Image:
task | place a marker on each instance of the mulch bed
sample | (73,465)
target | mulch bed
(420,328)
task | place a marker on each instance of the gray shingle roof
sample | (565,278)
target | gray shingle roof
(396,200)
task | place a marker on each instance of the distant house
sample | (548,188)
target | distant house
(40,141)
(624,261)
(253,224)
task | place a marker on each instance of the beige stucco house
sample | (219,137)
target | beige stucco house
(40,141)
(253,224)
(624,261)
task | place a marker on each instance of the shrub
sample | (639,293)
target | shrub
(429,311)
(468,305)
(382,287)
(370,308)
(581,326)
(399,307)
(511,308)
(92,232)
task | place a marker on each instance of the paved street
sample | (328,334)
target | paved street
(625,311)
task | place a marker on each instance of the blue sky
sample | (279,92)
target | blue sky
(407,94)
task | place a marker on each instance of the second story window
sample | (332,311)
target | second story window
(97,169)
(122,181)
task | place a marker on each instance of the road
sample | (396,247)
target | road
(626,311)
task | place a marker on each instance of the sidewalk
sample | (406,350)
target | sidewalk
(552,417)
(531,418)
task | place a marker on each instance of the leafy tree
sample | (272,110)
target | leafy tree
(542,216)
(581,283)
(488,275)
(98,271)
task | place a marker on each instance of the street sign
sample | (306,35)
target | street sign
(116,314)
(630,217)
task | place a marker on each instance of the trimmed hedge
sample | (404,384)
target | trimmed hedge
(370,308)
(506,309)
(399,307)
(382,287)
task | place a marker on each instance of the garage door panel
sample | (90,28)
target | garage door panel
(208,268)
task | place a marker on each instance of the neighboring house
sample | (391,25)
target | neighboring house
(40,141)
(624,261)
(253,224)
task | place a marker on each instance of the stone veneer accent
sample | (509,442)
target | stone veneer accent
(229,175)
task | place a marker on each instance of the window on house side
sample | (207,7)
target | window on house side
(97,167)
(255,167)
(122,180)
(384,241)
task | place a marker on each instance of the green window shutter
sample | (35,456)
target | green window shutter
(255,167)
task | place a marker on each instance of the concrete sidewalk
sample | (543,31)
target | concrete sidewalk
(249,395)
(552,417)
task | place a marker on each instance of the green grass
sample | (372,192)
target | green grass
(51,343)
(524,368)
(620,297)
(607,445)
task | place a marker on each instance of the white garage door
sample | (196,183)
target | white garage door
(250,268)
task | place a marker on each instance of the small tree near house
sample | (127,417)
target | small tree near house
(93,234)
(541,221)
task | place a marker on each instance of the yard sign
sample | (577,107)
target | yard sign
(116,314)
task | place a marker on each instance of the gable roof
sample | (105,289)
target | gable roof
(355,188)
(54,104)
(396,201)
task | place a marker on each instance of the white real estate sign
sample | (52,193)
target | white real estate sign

################

# Problem to solve
Down to the last character, restate every record.

# Response for this exercise
Image:
task | place a marker on each instance of the mulch bed
sample | (73,465)
target | mulch bed
(420,328)
task | place a marker on each instance of the gray shingle roof
sample | (565,278)
target | gray shingle roof
(396,200)
task | place a marker on each instance of the distant house
sample | (548,188)
target | distant house
(40,141)
(624,261)
(253,224)
task | place a marker on each instance of the beige stucco house
sample | (219,137)
target | beige stucco house
(40,141)
(253,224)
(624,261)
task | place a marker on each instance of the shrub
sample | (639,293)
target | shrub
(429,311)
(468,305)
(382,287)
(370,308)
(581,326)
(399,307)
(511,308)
(92,232)
task | place a marker on each instance of the paved street
sample | (328,334)
target | paved street
(625,311)
task | place a marker on each instance of the blue sky
sample | (279,92)
target | blue sky
(407,94)
task | place a marker on each instance of the second story window
sample | (332,311)
target | second story window
(97,169)
(122,181)
task | place a marker on each instance of the road
sample | (396,247)
target | road
(626,311)
task | place a marker on each instance of the sidewalk
sample | (406,350)
target | sidewalk
(552,417)
(531,418)
task | place a marker on each instance of the leafy tree
sample | (272,110)
target | leafy tree
(542,216)
(581,283)
(488,275)
(98,271)
task | place a marker on each instance of the street sign
sample | (306,35)
target | street sign
(116,314)
(630,217)
task | place a marker on each instance of the trimmed hedge
sample | (404,384)
target | trimmed hedge
(370,308)
(506,309)
(399,307)
(382,287)
task | place a marker on each instance of the garage door panel
sample | (90,28)
target | garage door panel
(208,268)
task | place a marker on each instance of the neighboring house
sample | (391,25)
target | neighboring house
(40,141)
(624,261)
(253,224)
task | place a marker on each instance of the stone veneer accent
sample | (509,442)
target | stone veneer accent
(229,175)
task | place a marker on each instance of the window on house side
sample | (207,7)
target | window on house side
(97,167)
(255,167)
(122,180)
(384,241)
task | place a marker on each instance of the green window shutter
sample | (35,456)
target | green window shutter
(255,167)
task | place a marker on each instance of the concrete sidewalk
sample | (543,31)
target | concrete sidewalk
(249,395)
(552,417)
task | place a marker on each instance of the green grass
sample | (372,192)
target | green grass
(51,343)
(524,368)
(620,297)
(607,445)
task | place a marker on each instance of the white garage door
sample | (196,183)
target | white garage door
(250,268)
task | place a marker on each instance of the small tree near house
sample | (127,417)
target | small tree near house
(93,234)
(541,221)
task | place a marker on each instance of the yard sign
sample | (577,107)
target | yard sign
(116,314)
task | place a marker on each instance of the gable roof
sample | (105,289)
target | gable roof
(355,188)
(54,104)
(396,201)
task | place a marker on each instance of the white real estate sign
sample | (52,193)
target | white real estate sign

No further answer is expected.